# PROBLEM DETAILS:
Reproduce the data below line by line, from its first line to the line with "# Target: winter boot", both included, and nothing past that point.

# RECORDS PROVIDED:
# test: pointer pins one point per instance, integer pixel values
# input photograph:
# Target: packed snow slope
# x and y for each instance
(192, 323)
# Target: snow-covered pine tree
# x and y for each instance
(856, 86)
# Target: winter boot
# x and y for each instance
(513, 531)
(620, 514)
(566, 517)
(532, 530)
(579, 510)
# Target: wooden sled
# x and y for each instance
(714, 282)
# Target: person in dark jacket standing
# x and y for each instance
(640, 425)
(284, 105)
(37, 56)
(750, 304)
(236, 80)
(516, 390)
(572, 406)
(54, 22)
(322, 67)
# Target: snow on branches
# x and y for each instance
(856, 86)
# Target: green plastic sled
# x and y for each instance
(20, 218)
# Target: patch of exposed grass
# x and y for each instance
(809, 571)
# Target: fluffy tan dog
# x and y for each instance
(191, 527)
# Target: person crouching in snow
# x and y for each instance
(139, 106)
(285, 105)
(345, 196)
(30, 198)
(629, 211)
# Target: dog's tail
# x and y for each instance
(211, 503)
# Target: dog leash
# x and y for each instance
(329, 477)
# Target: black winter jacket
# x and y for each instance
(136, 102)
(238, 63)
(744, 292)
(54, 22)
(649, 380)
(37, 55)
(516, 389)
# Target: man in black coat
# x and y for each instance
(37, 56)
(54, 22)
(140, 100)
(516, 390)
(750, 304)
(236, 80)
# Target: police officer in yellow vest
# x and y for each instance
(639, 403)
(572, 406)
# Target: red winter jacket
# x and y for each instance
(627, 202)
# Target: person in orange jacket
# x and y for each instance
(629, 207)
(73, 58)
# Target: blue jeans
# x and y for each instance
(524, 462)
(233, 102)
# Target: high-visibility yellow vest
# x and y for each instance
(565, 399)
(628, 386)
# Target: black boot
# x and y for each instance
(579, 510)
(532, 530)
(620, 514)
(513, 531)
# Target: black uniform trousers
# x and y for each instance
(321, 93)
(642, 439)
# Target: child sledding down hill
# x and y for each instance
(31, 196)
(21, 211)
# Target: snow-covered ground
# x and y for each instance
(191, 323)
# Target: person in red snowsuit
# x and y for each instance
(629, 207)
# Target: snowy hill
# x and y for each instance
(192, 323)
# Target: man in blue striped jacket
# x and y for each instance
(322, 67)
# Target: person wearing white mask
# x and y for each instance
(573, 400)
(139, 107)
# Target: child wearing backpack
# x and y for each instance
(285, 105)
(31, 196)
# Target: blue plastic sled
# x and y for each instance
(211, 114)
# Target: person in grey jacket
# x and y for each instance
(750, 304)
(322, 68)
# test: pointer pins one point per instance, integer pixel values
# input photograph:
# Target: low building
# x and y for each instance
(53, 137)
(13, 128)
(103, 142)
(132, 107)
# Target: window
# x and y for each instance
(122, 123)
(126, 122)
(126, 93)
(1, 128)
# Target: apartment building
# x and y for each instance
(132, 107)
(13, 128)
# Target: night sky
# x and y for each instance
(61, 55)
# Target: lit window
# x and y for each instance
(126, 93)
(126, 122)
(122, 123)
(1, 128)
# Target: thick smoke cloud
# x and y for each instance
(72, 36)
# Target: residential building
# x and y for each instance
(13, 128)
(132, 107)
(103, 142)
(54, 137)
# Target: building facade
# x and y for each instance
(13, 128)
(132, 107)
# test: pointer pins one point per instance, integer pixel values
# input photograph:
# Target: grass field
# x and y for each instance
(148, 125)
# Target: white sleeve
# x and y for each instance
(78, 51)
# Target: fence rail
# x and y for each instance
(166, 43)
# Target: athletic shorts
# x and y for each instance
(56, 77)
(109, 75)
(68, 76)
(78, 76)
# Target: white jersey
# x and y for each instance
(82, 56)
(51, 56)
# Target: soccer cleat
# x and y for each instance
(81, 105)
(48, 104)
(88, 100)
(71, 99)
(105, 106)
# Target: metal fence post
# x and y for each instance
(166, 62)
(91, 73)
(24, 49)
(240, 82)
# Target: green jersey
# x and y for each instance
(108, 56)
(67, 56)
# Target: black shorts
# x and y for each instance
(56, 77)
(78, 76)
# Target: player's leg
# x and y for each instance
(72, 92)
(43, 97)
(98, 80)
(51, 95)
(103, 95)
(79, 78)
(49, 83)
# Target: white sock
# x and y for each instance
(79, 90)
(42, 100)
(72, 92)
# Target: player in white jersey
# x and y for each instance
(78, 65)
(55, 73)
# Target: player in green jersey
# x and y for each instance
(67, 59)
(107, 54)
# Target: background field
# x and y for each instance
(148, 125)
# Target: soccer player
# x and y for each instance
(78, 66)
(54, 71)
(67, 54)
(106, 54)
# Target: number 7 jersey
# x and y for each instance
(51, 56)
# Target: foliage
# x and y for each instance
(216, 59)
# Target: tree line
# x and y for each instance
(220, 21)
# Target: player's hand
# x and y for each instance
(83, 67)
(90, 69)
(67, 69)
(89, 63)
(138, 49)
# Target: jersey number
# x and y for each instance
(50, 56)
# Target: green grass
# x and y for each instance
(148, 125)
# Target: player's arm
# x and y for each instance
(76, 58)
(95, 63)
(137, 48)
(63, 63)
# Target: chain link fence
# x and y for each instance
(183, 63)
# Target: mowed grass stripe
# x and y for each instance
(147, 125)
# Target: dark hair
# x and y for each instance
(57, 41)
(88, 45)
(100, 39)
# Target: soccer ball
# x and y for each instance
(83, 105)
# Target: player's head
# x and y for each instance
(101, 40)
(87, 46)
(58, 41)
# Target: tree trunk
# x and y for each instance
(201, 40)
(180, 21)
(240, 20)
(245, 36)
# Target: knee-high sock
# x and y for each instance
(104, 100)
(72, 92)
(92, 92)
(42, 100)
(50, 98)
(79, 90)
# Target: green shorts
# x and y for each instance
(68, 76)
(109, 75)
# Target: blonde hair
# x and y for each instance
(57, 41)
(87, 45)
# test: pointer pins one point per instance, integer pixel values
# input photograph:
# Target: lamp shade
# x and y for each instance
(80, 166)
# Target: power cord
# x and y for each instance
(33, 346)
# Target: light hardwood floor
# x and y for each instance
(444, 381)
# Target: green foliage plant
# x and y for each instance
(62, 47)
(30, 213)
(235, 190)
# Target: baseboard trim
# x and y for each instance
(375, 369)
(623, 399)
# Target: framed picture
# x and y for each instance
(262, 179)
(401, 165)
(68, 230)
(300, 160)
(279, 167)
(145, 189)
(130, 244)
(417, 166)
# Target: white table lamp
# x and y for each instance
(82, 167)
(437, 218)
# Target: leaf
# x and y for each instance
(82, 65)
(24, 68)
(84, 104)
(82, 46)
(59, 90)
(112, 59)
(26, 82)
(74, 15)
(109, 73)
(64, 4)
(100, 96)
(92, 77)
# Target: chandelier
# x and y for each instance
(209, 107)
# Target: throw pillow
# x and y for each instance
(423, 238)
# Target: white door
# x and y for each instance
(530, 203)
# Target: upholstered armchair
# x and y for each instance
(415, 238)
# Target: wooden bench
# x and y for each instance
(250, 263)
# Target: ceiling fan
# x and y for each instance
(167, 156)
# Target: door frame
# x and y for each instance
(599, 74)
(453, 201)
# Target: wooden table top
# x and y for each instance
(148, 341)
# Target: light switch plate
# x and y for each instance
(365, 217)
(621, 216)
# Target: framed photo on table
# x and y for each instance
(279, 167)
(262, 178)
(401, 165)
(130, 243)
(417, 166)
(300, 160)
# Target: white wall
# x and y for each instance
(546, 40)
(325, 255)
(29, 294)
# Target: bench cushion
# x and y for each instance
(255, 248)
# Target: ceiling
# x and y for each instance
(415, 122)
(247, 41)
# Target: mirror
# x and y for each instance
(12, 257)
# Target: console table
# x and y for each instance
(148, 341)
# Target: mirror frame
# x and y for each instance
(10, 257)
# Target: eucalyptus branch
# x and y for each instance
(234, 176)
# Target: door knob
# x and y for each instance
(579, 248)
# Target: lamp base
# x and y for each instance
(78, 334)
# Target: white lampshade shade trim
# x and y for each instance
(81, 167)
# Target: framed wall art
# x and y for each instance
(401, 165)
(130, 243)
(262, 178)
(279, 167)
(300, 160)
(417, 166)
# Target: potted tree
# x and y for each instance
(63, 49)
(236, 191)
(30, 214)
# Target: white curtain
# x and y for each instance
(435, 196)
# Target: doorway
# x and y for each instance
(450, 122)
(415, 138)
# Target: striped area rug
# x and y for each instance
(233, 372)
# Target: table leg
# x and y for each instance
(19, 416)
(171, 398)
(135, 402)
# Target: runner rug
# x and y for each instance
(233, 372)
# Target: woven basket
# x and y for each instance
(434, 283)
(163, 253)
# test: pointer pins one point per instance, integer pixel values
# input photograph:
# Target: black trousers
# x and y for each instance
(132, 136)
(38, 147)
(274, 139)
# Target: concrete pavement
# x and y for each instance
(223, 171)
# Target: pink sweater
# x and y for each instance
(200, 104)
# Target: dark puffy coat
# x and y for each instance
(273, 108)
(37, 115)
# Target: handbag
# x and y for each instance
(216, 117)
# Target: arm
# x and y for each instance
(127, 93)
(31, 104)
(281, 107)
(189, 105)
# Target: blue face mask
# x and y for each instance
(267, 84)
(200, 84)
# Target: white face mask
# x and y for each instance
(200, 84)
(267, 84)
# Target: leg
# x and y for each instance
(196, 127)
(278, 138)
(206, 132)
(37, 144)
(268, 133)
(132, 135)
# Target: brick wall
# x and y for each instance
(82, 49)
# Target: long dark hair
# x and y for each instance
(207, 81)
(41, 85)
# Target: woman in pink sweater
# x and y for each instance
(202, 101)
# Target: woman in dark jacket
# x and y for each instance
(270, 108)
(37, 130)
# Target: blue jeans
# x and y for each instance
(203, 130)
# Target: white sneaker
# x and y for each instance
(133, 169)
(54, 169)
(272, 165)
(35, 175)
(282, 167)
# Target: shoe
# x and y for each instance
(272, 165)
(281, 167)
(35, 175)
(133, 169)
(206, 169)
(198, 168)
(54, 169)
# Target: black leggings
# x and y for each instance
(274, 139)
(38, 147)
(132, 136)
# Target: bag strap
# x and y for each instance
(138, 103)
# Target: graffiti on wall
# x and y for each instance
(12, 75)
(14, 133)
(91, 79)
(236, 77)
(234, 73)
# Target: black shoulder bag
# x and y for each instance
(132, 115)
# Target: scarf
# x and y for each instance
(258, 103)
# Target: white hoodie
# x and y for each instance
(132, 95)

# RESPONSE TO THIS TASK:
# test: pointer pins one point per instance, integer pixel values
# input photograph:
# Target: packed snow slope
# x and y for each instance
(192, 323)
# Target: snow-covered pine tree
# x and y for each instance
(856, 86)
# Target: winter boot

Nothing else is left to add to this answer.